Written task
Copy the following material line for line, without any changes.

[Stored items]
__________

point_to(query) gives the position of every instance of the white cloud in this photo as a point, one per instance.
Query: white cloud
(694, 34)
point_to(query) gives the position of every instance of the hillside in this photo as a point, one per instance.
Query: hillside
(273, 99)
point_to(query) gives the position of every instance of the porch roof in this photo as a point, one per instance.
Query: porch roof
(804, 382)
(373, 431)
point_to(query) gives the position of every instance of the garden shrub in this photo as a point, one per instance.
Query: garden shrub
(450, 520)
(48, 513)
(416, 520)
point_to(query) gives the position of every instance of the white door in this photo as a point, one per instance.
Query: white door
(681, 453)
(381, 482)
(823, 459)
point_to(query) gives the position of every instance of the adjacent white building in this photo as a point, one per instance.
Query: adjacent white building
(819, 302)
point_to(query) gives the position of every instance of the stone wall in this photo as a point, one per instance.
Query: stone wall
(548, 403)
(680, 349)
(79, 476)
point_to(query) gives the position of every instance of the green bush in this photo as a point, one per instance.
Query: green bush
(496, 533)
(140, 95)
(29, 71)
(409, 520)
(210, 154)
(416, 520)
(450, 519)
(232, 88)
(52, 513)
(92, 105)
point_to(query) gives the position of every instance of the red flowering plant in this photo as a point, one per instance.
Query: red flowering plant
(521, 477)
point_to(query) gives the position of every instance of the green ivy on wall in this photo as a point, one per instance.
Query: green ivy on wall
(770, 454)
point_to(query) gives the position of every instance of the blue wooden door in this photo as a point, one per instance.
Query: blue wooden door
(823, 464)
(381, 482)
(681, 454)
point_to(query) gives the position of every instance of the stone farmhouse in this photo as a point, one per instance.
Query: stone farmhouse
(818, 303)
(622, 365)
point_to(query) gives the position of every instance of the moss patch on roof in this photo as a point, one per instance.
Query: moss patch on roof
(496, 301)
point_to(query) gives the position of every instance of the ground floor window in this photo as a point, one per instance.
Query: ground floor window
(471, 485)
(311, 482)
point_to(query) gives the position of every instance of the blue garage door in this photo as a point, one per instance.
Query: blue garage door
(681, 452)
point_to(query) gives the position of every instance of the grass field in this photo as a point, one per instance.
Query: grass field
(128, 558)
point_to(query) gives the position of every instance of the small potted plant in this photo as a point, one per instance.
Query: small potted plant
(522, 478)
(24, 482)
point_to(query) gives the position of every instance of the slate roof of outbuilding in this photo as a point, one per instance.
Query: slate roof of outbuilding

__________

Result below
point_to(query) gives the position of every instance of the white cloud in this photo as a point, one per instance.
Query: white cloud
(694, 34)
point_to(query) gives the position of every instance of the hillside in this photo as a point, one per instance.
Query: hillside
(273, 99)
point_to(query) gives the position of every instance of the porch roof in this photo as a point, one per instance.
Query: porch roof
(804, 382)
(373, 431)
point_to(query) gives the position of every instance of the garden shrub in this photo as a point, one per instance.
Query: garden shrub
(450, 520)
(48, 513)
(416, 520)
point_to(query) gives the position of every instance of the white door in this photo as a point, one per instance.
Query: white door
(681, 453)
(381, 482)
(823, 459)
point_to(query) gives the position of every instance of the adjacent white building in this photo as a point, one per instance.
Query: adjacent white building
(819, 302)
point_to(query) gives the position of every instance of the stone wall in this photo as a point, one per instance.
Query: stone wall
(548, 403)
(680, 349)
(79, 476)
point_to(query) gives the position of every instance of the green bush in this photo as a point, one per instance.
Query: green bush
(496, 533)
(140, 95)
(29, 71)
(409, 520)
(210, 154)
(416, 520)
(450, 519)
(232, 88)
(52, 513)
(92, 105)
point_to(query) gives the position of every instance of the red flowering plant in this photo as a point, one per instance.
Query: red flowering plant
(521, 477)
point_to(query) gives the position of every instance of the green ivy on wall in this photo as a point, one per instance.
Query: green ivy on wall
(770, 454)
point_to(query) gives the position of every instance of the blue wooden door in this photo as a point, one per instance.
Query: blue wooden door
(823, 464)
(381, 482)
(681, 454)
point_to(query) gives the position of every instance of the stone farmhouse in this photo as a point, one per instance.
Query: stone farmhouse
(818, 303)
(622, 365)
point_to(query) gives the position of every instance of the moss patch on roof in this photo as a point, one per instance.
Query: moss patch on roof
(496, 301)
point_to(query) gives the position of every instance of the ground floor window in this photo as a point, one per instance.
Query: ground floor window
(471, 485)
(311, 482)
point_to(query) gives the position of every instance of the blue garage door in this photo as a point, one per instance.
Query: blue garage door
(681, 452)
point_to(query) gives the position of every instance of the grass field in this photo as a point, one per instance.
Query: grass field
(128, 558)
point_to(query) gives the position of every instance of the small potted plant in this photo as a point, one per instance.
Query: small potted plant
(522, 478)
(24, 482)
point_to(query) gives the position of every instance of the slate roof of outbuilding in this photo as a point, one per instance.
Query: slate roof of outbuilding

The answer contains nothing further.